→ **RECORDED DATA**:
☆ ☆ ☆ ☆

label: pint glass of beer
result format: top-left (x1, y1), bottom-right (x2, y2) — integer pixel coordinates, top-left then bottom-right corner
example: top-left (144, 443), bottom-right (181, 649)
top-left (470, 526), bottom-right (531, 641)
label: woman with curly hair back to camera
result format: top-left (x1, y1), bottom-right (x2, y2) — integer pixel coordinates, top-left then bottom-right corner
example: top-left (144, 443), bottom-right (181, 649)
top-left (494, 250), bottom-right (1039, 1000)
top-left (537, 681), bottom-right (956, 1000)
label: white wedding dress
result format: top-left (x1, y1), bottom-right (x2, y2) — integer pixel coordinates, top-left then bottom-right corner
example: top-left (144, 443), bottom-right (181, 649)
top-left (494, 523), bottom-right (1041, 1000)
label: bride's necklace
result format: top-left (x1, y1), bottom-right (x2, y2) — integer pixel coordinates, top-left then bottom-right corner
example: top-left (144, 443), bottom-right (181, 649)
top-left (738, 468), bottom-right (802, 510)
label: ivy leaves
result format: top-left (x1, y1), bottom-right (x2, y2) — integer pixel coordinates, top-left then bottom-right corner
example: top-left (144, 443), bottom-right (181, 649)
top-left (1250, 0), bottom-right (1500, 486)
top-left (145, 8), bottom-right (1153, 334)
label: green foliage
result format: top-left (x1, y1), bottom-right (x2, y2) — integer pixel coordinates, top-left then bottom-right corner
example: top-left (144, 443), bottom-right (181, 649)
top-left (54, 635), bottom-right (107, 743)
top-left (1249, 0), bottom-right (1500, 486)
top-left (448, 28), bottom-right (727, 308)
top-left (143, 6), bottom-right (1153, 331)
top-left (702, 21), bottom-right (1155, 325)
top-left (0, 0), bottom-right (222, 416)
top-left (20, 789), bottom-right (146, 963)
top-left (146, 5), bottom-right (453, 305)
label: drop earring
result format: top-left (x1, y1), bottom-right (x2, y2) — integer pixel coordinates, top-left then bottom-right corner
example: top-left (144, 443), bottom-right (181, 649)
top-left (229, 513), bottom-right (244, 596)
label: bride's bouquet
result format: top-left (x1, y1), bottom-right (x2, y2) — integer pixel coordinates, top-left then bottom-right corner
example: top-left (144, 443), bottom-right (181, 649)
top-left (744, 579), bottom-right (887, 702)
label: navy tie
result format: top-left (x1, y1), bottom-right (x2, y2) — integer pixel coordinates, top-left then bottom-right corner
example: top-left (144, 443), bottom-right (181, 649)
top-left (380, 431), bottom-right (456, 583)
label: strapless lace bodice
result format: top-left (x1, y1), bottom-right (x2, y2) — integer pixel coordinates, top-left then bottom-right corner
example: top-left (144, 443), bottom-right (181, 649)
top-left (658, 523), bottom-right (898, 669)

☆ ☆ ☆ ☆

→ **TASK PROMPT**: All lines above that include the word "bride" must be copied into the answer.

→ **WRITTEN ANSWER**:
label: bride's necklace
label: bride's bouquet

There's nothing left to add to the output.